** What the exercise asks **
Print the data below again in full, exactly as it stands, with no images.

** Dataset **
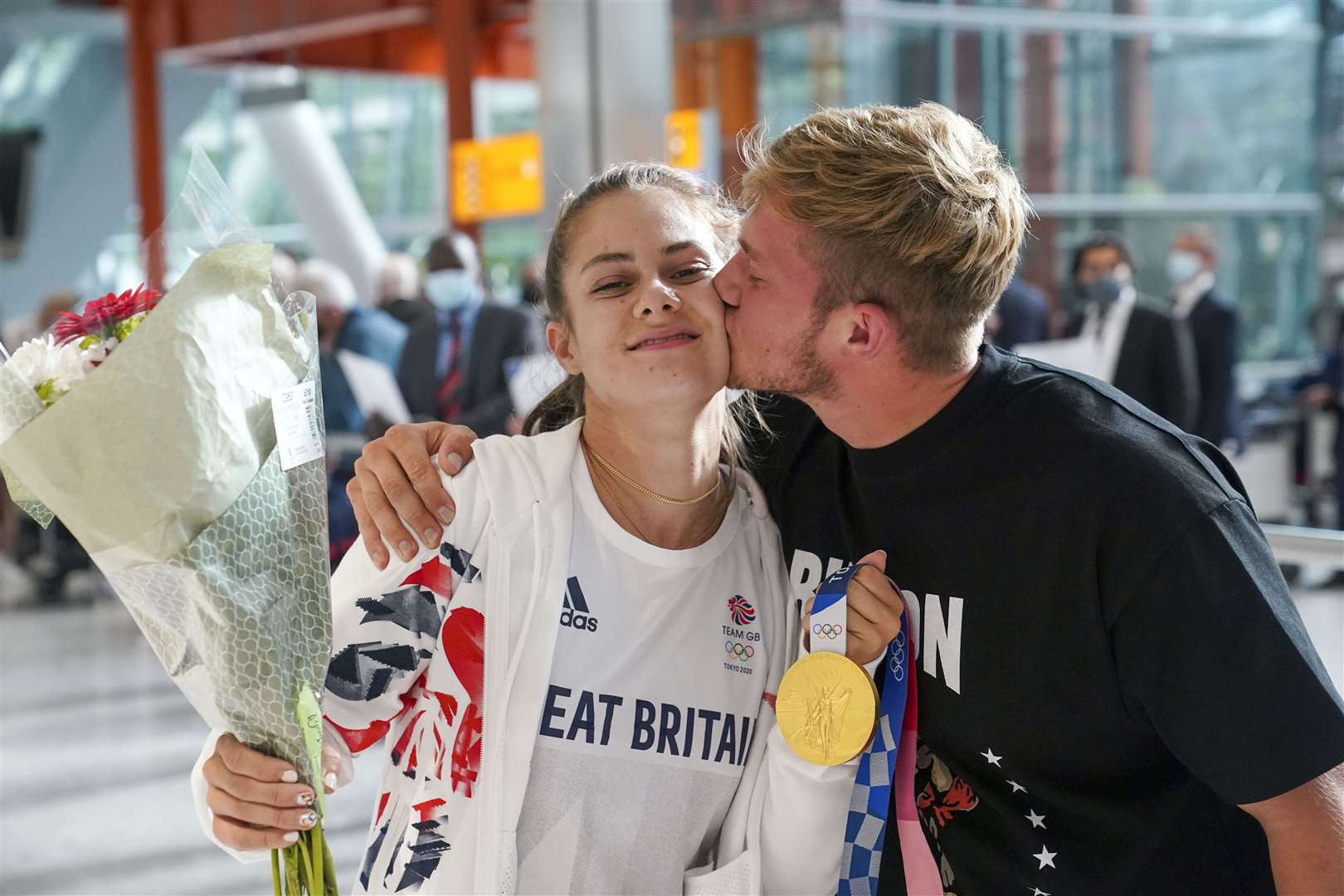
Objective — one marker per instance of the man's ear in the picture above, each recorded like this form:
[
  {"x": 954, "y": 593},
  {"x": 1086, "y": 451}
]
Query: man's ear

** The answer **
Objective — one marker per instance of the man's ear in the picture above, each recorded like this form:
[
  {"x": 954, "y": 593},
  {"x": 1086, "y": 451}
]
Query: man's ear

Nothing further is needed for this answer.